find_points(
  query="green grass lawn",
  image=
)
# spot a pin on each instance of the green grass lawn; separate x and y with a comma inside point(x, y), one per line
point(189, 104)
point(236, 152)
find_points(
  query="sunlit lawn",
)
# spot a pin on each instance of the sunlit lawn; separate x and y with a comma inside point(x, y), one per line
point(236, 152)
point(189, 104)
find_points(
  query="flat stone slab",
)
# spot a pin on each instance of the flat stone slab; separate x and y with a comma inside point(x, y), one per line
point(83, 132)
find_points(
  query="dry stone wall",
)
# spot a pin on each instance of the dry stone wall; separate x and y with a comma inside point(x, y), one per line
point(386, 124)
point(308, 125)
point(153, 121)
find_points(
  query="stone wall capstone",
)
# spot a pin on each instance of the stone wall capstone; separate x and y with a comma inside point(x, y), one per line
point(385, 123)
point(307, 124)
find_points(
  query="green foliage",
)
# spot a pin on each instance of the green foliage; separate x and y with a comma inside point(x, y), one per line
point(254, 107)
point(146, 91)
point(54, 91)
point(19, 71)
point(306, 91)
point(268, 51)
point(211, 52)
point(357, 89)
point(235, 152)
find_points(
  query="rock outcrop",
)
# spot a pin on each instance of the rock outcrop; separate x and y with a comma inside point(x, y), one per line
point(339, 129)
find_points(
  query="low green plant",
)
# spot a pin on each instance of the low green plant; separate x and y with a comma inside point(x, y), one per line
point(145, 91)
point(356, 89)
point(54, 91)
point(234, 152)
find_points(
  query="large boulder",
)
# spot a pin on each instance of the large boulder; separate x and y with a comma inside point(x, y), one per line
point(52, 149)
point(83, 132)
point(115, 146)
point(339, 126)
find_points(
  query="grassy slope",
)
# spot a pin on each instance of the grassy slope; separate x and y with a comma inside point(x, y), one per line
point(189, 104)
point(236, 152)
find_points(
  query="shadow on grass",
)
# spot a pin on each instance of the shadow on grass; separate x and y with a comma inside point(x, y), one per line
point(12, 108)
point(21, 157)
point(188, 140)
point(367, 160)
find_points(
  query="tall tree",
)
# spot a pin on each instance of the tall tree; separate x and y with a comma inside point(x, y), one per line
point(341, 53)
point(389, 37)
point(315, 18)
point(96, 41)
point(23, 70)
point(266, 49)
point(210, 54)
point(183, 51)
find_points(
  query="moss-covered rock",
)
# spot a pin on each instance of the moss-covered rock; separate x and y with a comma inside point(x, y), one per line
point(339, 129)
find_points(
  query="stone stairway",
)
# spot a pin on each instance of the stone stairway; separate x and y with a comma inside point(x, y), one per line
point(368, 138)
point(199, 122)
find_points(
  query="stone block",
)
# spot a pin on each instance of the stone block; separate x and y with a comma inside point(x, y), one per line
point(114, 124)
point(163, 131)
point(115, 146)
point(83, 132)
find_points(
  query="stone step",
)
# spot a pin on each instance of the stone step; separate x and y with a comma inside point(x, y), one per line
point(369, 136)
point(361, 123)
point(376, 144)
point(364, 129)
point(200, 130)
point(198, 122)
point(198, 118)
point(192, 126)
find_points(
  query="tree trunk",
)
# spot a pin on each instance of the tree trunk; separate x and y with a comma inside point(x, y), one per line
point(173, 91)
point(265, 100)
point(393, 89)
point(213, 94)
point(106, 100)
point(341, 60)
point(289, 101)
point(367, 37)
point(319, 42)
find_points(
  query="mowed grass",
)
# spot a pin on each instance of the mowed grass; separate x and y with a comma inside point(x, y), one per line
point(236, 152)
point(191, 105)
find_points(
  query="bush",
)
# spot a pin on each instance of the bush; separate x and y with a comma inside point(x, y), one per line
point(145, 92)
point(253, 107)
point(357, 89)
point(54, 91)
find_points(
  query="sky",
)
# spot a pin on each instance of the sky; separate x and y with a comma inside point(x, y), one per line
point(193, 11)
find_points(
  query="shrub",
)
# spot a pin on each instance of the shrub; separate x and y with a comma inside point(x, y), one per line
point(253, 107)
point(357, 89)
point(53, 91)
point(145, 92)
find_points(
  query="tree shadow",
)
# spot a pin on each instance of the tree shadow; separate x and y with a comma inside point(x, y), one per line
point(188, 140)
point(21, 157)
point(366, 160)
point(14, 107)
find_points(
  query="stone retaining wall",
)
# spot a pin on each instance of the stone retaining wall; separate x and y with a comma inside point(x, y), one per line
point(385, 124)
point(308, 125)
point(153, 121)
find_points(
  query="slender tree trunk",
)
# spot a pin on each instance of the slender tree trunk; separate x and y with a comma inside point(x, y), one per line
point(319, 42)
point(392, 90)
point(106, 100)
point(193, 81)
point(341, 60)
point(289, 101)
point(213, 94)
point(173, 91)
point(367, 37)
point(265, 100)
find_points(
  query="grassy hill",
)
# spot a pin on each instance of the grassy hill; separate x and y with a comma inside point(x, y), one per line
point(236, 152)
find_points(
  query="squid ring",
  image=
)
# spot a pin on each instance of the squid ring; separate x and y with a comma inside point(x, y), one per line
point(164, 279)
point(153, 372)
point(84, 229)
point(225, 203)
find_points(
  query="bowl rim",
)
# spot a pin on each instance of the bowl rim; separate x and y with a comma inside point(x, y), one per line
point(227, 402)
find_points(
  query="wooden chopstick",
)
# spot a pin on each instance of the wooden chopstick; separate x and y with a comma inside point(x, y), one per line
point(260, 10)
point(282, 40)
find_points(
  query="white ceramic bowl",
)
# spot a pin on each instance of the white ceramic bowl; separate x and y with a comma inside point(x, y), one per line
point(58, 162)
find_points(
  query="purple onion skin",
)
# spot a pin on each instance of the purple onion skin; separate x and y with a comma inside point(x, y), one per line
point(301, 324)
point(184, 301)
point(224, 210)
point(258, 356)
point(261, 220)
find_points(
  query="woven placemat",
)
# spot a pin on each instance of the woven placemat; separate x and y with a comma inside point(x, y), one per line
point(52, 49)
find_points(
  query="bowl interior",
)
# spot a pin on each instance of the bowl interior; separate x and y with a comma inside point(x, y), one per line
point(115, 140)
******
◆ REQUIRED WORK
Give the entries again in full, exactly as they are written.

◆ WORKED ANSWER
find_points(
  query="green grass lawn",
  image=
)
# spot a pin on each instance of the green grass lawn; separate x and y with a comma inside point(x, y), one per line
point(189, 104)
point(236, 152)
find_points(
  query="sunlit lawn",
)
# spot a pin on each instance of the sunlit lawn; separate x and y with a comma inside point(x, y), one per line
point(236, 152)
point(189, 104)
find_points(
  query="flat stone slab",
)
# spot a pin on each instance of the flat stone slab; separate x and y with a comma inside point(x, y), one per line
point(83, 132)
find_points(
  query="dry stone wall",
)
# spot a pin on each instance of the dry stone wall; separate x and y with a comma inside point(x, y), one per line
point(386, 124)
point(308, 125)
point(153, 121)
find_points(
  query="stone wall capstone",
)
# spot a pin on each instance of the stone wall capstone; separate x and y with a comma inside point(x, y), one per line
point(385, 123)
point(307, 124)
find_points(
  query="green foliage",
)
# spot a pin on each instance of the green foliage; separate x and y with a comma inside point(x, y), one per line
point(254, 107)
point(146, 91)
point(54, 91)
point(19, 71)
point(306, 91)
point(268, 51)
point(211, 52)
point(357, 89)
point(235, 152)
find_points(
  query="rock outcrop",
)
# spot a pin on each instance of the rock outcrop; separate x and y with a comma inside point(x, y), one per line
point(339, 129)
find_points(
  query="low green plant",
)
# spot a pin on each instance of the low green plant; separate x and y with a comma inside point(x, y), one per line
point(145, 91)
point(356, 89)
point(54, 91)
point(234, 152)
find_points(
  query="large boulder",
)
# spot a pin on each instance of the large boulder; separate x and y with a comma inside point(x, y), one per line
point(52, 149)
point(83, 132)
point(115, 146)
point(339, 126)
find_points(
  query="grassy slope",
)
# spot a pin on each instance of the grassy slope; separate x and y with a comma inside point(x, y), one per line
point(189, 104)
point(236, 152)
find_points(
  query="shadow on grass",
)
# spot a pin on each instance of the shadow on grass; separate x and y with a comma inside point(x, y), one per line
point(12, 108)
point(21, 157)
point(188, 140)
point(367, 160)
find_points(
  query="tall tree",
)
# spot a pin on each instance of the tall tree; separate x and y with a comma inside point(x, y), one per line
point(341, 53)
point(389, 37)
point(315, 18)
point(96, 41)
point(23, 70)
point(266, 49)
point(210, 54)
point(183, 51)
find_points(
  query="moss-covered rock",
)
# spot a pin on each instance of the moss-covered rock; separate x and y with a comma inside point(x, y), one per line
point(339, 129)
find_points(
  query="stone stairway",
)
# spot a pin on each instance of the stone stairway; separate x and y with a comma inside point(x, y), one per line
point(368, 138)
point(199, 122)
find_points(
  query="stone block",
)
# spot a pin on each instance of the stone block; separate x and y with a comma inside point(x, y), one per line
point(114, 124)
point(163, 131)
point(115, 146)
point(83, 132)
find_points(
  query="stone step",
)
# spot a pin on each instance of the stone step; separate x and y with a comma inside point(x, y), one per line
point(369, 136)
point(361, 123)
point(376, 144)
point(364, 129)
point(200, 130)
point(198, 122)
point(198, 118)
point(192, 126)
find_points(
  query="tree trunk",
)
# spot a pin on each instance of the tree trunk; separate x and y with a comma inside point(x, y), one per line
point(173, 91)
point(265, 100)
point(393, 89)
point(213, 94)
point(106, 100)
point(341, 60)
point(289, 101)
point(367, 37)
point(319, 42)
find_points(
  query="mowed grass",
)
# spot a pin on each instance of the mowed grass; separate x and y with a comma inside point(x, y), one per line
point(236, 152)
point(191, 105)
find_points(
  query="bush",
)
# spot a pin on each instance of the bush; separate x and y with a comma inside point(x, y), one per line
point(145, 92)
point(253, 107)
point(357, 89)
point(54, 91)
find_points(
  query="sky",
)
# spot a pin on each instance of the sky; separate x and y with a comma inside point(x, y), one per line
point(193, 11)
find_points(
  query="shrub",
)
# spot a pin on each instance of the shrub; separate x and y with a comma inside point(x, y), one per line
point(253, 107)
point(357, 89)
point(53, 91)
point(145, 92)
find_points(
  query="tree shadow",
)
# spot a pin on each instance of the tree shadow; separate x and y with a comma inside point(x, y), one per line
point(188, 140)
point(21, 157)
point(366, 160)
point(14, 107)
find_points(
  query="stone retaining wall",
)
# spot a pin on each instance of the stone retaining wall; separate x and y with a comma inside point(x, y), one per line
point(385, 124)
point(308, 125)
point(153, 121)
find_points(
  query="slender tree trunk",
)
# spot a pin on each instance of the slender tree trunk; separate x and y with a comma inside point(x, y), one per line
point(319, 42)
point(392, 90)
point(106, 100)
point(193, 81)
point(341, 60)
point(289, 101)
point(213, 94)
point(173, 91)
point(367, 37)
point(265, 100)
find_points(
  query="grassy hill",
)
# spot a pin on each instance of the grassy hill; separate x and y with a comma inside point(x, y), one per line
point(236, 152)
find_points(
  query="squid ring",
  image=
)
# spot a pin on each instance of the squid ring; separate x and y with a comma inside point(x, y), one per line
point(164, 279)
point(153, 372)
point(84, 229)
point(225, 203)
find_points(
  query="bowl rim",
)
# spot a pin on each instance of the bowl rim; separate x and y with a comma inside point(x, y), one per line
point(227, 402)
find_points(
  query="wooden chopstick",
)
# spot a pin on each instance of the wooden chopstick; separate x and y with a comma inside point(x, y), one per line
point(260, 10)
point(282, 40)
find_points(
  query="white ceramic bowl",
)
# spot a pin on each instance of the white ceramic bowl; separate x and y with a comma inside point(x, y), one per line
point(58, 162)
find_points(
  query="purple onion skin",
)
# spot a pin on each instance of the purple onion skin; separate x and y with a comma inside point(x, y), one per line
point(301, 324)
point(184, 301)
point(224, 210)
point(258, 356)
point(261, 220)
find_points(
  query="woven placemat",
)
# spot a pin on each instance of the woven placemat; separate x and y with a comma inside point(x, y), one per line
point(52, 49)
find_points(
  query="bowl interior",
)
# spot a pin on each instance of the bowl interior; separate x and y with a comma inside point(x, y), one per line
point(115, 140)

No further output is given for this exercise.